** Provided passage **
• • •

ENP Newswire - 22 January 2014

Release date- 22012014 - Brussels: Companies that develop genetically modified crops - or GMOs - are stepping up their engagement with the European public. They are responding to a growing demand for easy access to facts and examples of the benefits of agricultural biotechnology.

The initiative, with the new, multilingual Growing Voices website as its flagship, is intended to make it easier for the European public to engage with the industry and to highlight growing voices calling for an EU rethink on GM crops.

Nathalie Moll, Secretary General at EuropaBio, said: 'It is important that we, the biotechnology industry, listen to concerns raised by the European public and engage in an open discussion. We recognise that more needs to be done to share information about how agricultural biotechnology offers tangible benefits to farmers around the world and to society at large. We hope that the launch of the Growing Voices website is a step towards direct communication with EU citizens, who will be able to access information from a wide range of stakeholders that are in one way or another in contact with the technology and have a message to share.'

She added: 'At the end of the day, it's about biotech and organic and conventional. It's about coexistence of all forms of agriculture. It's about understanding how and why agricultural biotechnology is a continuation of innovative breeding techniques in agriculture and why everyone should have the freedom to choose.'

Through video content, the Growing Voices website also highlights the increasing number of independent expert voices calling for European policy makers to think again about GM crops from as diverse backgrounds as NGOs, media, academia and science.

• • •

** Provided records **
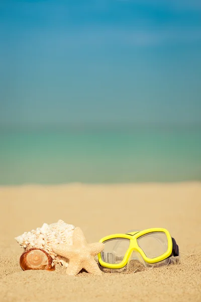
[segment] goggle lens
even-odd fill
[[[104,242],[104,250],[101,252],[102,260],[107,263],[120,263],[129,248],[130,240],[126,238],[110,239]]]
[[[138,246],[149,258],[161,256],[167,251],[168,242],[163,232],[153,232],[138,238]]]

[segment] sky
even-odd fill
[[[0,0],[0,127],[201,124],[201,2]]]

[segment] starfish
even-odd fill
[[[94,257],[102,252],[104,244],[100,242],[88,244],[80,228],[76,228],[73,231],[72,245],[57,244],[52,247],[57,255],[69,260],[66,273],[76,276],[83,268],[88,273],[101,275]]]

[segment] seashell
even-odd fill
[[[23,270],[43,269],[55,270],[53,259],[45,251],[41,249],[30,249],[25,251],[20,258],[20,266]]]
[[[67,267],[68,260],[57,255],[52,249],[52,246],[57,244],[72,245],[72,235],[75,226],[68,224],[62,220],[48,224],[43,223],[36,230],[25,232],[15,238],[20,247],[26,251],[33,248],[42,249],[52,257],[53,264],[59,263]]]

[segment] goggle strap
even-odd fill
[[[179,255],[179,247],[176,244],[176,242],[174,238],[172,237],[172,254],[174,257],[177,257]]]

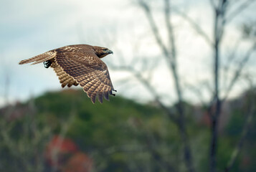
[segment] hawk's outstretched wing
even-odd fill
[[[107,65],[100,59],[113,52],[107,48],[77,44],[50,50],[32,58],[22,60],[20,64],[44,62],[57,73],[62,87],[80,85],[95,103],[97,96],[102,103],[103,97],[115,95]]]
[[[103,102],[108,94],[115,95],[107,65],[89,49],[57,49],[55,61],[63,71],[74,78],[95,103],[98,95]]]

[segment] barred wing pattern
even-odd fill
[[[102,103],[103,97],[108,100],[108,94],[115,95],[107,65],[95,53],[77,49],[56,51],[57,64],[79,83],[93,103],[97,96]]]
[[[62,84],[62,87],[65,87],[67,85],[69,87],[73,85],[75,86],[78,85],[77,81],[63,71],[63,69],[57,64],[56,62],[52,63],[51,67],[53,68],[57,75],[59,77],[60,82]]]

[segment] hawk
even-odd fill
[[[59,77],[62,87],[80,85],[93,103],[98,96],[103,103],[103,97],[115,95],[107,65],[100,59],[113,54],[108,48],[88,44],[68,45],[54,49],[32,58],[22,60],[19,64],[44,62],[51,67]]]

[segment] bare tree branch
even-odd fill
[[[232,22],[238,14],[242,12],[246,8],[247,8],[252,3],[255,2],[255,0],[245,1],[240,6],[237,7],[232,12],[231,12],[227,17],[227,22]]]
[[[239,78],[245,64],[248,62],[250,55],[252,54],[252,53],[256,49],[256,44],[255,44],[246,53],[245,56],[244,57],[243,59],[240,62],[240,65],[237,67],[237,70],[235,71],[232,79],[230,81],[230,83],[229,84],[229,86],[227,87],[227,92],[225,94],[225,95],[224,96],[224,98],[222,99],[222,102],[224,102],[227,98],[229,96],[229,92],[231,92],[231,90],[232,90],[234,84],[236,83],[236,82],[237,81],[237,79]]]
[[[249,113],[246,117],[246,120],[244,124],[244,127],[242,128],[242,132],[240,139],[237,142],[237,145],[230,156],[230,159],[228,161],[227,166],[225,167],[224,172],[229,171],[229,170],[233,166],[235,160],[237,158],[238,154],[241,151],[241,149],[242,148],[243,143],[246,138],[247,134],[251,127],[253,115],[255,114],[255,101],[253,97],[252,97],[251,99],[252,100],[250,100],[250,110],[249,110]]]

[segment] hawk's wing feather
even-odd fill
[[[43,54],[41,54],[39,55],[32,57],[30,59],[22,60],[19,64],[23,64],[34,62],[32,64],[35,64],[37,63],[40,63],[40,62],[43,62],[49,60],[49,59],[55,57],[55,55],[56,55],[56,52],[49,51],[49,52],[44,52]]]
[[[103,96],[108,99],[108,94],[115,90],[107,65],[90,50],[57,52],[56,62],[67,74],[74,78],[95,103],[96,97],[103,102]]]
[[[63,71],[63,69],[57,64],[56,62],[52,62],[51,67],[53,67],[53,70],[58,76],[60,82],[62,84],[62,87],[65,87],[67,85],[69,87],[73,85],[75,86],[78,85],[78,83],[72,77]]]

• • •

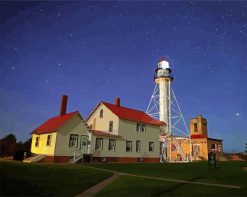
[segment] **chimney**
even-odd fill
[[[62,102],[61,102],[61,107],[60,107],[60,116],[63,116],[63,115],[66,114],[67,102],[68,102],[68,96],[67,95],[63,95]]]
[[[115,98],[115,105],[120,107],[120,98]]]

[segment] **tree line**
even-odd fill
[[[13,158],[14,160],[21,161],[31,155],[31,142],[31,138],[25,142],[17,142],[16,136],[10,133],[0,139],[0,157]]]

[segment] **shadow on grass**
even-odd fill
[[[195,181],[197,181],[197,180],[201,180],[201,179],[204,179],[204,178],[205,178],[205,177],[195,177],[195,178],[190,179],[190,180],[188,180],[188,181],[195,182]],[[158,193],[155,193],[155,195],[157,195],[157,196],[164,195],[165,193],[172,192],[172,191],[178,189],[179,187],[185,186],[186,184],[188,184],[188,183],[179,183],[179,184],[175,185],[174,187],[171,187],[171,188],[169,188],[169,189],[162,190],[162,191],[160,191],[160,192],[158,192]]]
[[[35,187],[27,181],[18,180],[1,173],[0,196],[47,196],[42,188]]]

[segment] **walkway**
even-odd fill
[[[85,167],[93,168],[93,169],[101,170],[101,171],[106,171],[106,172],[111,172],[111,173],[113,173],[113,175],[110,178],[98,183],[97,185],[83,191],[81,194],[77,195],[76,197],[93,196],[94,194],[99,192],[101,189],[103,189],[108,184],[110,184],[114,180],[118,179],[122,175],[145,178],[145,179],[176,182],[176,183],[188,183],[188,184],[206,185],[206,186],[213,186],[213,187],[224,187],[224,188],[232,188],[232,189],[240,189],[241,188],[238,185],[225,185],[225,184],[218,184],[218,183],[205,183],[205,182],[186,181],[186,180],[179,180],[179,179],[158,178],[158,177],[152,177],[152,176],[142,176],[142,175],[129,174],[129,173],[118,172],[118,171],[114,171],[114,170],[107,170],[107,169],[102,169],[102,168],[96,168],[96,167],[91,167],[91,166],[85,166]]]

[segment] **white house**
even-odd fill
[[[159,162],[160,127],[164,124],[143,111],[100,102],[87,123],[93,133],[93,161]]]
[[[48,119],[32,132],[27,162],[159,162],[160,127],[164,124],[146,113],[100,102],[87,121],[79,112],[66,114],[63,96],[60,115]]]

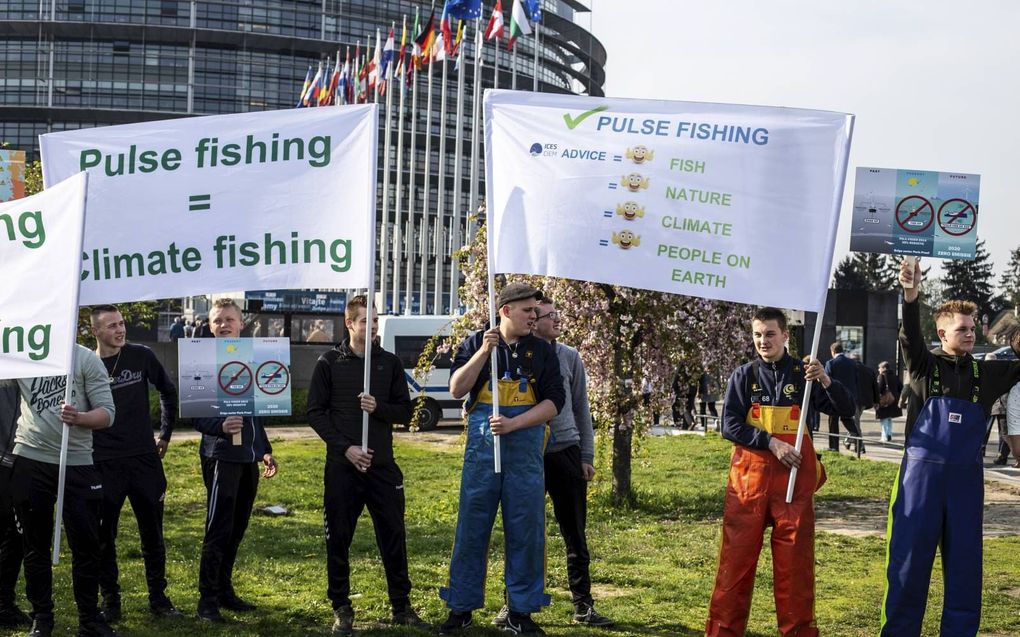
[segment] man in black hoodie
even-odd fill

• • •

** Instructions **
1. According to the passage on GM crops, why are companies that develop genetically modified crops stepping up their engagement with the European public?
2. Write out the section of the passage on GM crops starting at "Release date- 22012014" and ending at "of agricultural biotechnology.".
3. List the backgrounds of the independent expert voices that, according to the passage on GM crops, are calling on European policy makers to think again about GM crops.

** Results in order **
1. They are responding to a growing demand for easy access to facts and examples of the benefits of agricultural biotechnology.

2.
Release date- 22012014 - Brussels: Companies that develop genetically modified crops - or GMOs - are stepping up their engagement with the European public. They are responding to a growing demand for easy access to facts and examples of the benefits of agricultural biotechnology.

3. NGOs, media, academia and science